WHAT YOU SHOULD DO -> Would you extract the whole listing below and retype it exactly?

MATERIAL PROVIDED ->

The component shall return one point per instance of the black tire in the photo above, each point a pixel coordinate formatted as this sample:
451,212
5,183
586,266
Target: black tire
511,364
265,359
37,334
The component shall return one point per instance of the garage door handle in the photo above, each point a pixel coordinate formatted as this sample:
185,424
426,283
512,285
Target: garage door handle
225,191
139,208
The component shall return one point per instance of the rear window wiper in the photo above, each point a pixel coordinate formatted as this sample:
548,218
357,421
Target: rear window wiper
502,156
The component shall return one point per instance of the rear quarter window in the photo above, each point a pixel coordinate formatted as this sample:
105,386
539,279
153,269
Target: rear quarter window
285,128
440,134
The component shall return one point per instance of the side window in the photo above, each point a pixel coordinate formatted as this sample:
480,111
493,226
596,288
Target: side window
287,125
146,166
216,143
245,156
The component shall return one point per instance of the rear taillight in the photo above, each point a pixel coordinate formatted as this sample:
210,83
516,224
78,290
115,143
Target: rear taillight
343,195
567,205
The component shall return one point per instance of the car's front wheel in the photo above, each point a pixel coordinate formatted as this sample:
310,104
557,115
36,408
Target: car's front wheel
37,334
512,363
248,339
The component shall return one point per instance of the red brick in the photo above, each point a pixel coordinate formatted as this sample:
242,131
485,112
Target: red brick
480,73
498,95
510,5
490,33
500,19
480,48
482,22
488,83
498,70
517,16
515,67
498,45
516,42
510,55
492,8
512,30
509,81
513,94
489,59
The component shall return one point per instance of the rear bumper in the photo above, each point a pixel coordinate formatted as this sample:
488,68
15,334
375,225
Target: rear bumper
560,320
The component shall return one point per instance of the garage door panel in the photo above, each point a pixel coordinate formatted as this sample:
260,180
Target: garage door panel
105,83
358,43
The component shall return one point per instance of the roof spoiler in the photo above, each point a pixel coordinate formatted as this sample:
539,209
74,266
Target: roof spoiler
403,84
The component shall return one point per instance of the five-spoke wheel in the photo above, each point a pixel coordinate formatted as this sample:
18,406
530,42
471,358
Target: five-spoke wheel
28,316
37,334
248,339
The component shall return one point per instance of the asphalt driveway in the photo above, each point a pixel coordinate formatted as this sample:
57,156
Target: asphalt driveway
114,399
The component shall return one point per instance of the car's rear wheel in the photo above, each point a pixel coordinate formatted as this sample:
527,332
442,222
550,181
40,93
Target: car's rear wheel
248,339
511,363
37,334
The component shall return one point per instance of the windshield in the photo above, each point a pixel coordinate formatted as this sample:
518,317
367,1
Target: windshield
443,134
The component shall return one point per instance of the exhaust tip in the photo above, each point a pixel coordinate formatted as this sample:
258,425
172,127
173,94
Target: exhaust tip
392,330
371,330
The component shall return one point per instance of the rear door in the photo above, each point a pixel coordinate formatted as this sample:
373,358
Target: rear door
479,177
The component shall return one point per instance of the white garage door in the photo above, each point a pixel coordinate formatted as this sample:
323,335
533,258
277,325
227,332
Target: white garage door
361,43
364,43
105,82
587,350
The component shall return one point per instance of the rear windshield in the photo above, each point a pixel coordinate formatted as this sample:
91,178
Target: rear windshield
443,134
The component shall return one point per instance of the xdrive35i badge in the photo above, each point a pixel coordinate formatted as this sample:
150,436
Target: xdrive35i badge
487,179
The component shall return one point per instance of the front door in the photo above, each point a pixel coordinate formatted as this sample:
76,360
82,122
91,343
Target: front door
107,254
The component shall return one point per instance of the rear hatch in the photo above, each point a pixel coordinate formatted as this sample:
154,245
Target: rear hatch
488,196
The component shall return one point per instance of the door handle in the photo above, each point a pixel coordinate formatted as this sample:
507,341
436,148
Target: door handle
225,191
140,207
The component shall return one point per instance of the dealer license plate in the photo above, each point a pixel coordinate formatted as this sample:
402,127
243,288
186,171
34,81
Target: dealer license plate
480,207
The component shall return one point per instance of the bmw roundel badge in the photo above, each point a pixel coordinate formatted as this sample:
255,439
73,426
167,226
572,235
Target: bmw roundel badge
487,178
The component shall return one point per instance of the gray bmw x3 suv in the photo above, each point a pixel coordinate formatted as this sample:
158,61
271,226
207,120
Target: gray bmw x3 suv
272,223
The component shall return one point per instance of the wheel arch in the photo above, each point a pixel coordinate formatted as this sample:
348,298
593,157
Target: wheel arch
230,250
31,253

OUTPUT OF THE TASK ->
The component shall return one point per instance of the black tire in the photo above, each point a pixel coordinate formatted as this sample:
451,212
5,183
586,266
Target: black tire
511,364
265,359
37,334
The component shall return one point per instance of the garage door handle in the photo above, each point a pixel coordinate formatted as this sample:
185,424
426,283
512,285
Target: garage door handle
225,191
139,208
The component shall return one point per instance of the rear window wiper in the photo above, each point a pixel coordinate formatted as this sample:
548,218
357,421
Target: rear window wiper
502,156
The component shall return one point per instance of the rear quarter window in the photo above, each point a pixel coordinate formatted as this sample:
105,386
539,279
153,269
Target: rear quarter window
285,128
440,134
The component shall return one point per instance of the side window in the photo above, each point a pixel coordinate formatted as this sample:
480,111
493,226
596,288
Target: side window
287,125
146,166
216,143
245,156
The component shall return one point per instance of the rear taillight in the photo above, each point a pixel coordinate formatted as this sample:
210,83
516,224
78,290
115,143
Target: rear taillight
343,195
567,205
The component shall return one point per instance of the car's front wheel in the photo above, each point a pixel coordinate formatted as this sample:
310,104
557,115
36,408
Target: car's front wheel
37,334
512,363
248,339
The component shall return one point per instance of the red brick in the photo above, each point a pixel coordinate formatted as this sample:
242,131
485,112
Target: red brick
480,73
498,95
510,5
490,33
500,19
480,48
482,22
488,83
498,70
517,16
515,67
498,45
516,42
510,55
492,8
512,30
509,81
513,94
489,59
The component shall return one point per instance of the rear bumper in the photo above, each point a pixel coordinate formatted as this sample:
488,68
15,334
375,225
Target: rear bumper
560,320
The component shall return one point per instance of the garage door panel in the photo above, each point a pixel coordinate formatted as this sample:
260,180
Target: garage door panel
105,83
358,43
The component shall return one point per instance of the roof spoiler in the photo above, each point a pixel coordinate formatted as this sample:
539,209
74,266
Target: roof spoiler
403,84
The component shall return one point per instance of the five-spoke wheel in the photo above, each point a pixel coordinate formatted as this sample:
18,406
530,42
471,358
Target: five-spoke wheel
28,316
37,334
248,339
The component shall return one point per instance of the asphalt driveway in the photo above, each point a pixel coordinate formatted as this sample:
57,156
Target: asphalt driveway
114,399
The component shall return one point per instance of the car's rear wheel in the photo above, each point a pixel coordinate formatted as this sample:
527,332
442,222
550,181
40,93
Target: car's rear wheel
248,339
511,363
37,334
The component shall return one point per instance of the windshield in the photo above, each point a pixel coordinate formatted as this sample:
518,317
367,1
Target: windshield
443,134
The component shall return one point per instance of the exhaust tip in the photo above, each point a pixel coordinate formatted as this sample:
258,425
172,127
173,94
Target: exhaust tip
392,330
371,330
The component shall return one point per instance of the rear door in the photo above, each point a pixel coordinate formatted as this sample:
373,358
Target: rear door
479,177
The component shall return one point per instance of the white garage door in the photo above, each point a pixel coordinate formatted as this sample:
323,335
533,258
277,325
227,332
Target: white garage door
361,43
364,43
105,82
587,350
The component shall return one point per instance of the rear windshield in the photo above, each point a pixel coordinate formatted as this sample:
91,178
Target: rear windshield
443,134
The component shall return one point per instance of the xdrive35i badge in the photo above, each point a pixel coordinate formatted as this sample:
150,436
Target: xdrive35i badge
487,179
The component shall return one point per instance of the front door in the photo above, each point a pixel coordinate formatted as this sample:
76,360
82,122
91,343
Target: front door
107,254
The component shall return one point per instance of the rear hatch in the photo above, each point a pixel coordinate formatted as this sample:
154,245
Target: rear hatch
488,196
The component shall return one point per instance of the door handle in the photo above, each point a pixel coordinate formatted as this sample:
507,341
436,148
Target: door handle
225,191
140,207
The component shall return one point per instance of the dealer license plate in the photo above, each point a pixel coordinate formatted as this sample:
402,127
243,288
186,171
34,81
Target: dealer license plate
480,207
The component shall return one point per instance of the bmw roundel badge in the photo above, each point a pixel coordinate formatted as this sample:
255,439
73,426
167,226
572,235
Target: bmw roundel badge
487,178
The component shall return one point per instance of the gray bmw x3 suv in the photo above, each point a pixel coordinate formatted as this sample:
158,61
271,226
207,120
Target: gray bmw x3 suv
272,223
The component shall return one point per instance of the wheel arch in the photo above, each point a pixel coordinate formatted as this sample:
348,298
593,157
Target: wheel arch
230,250
31,253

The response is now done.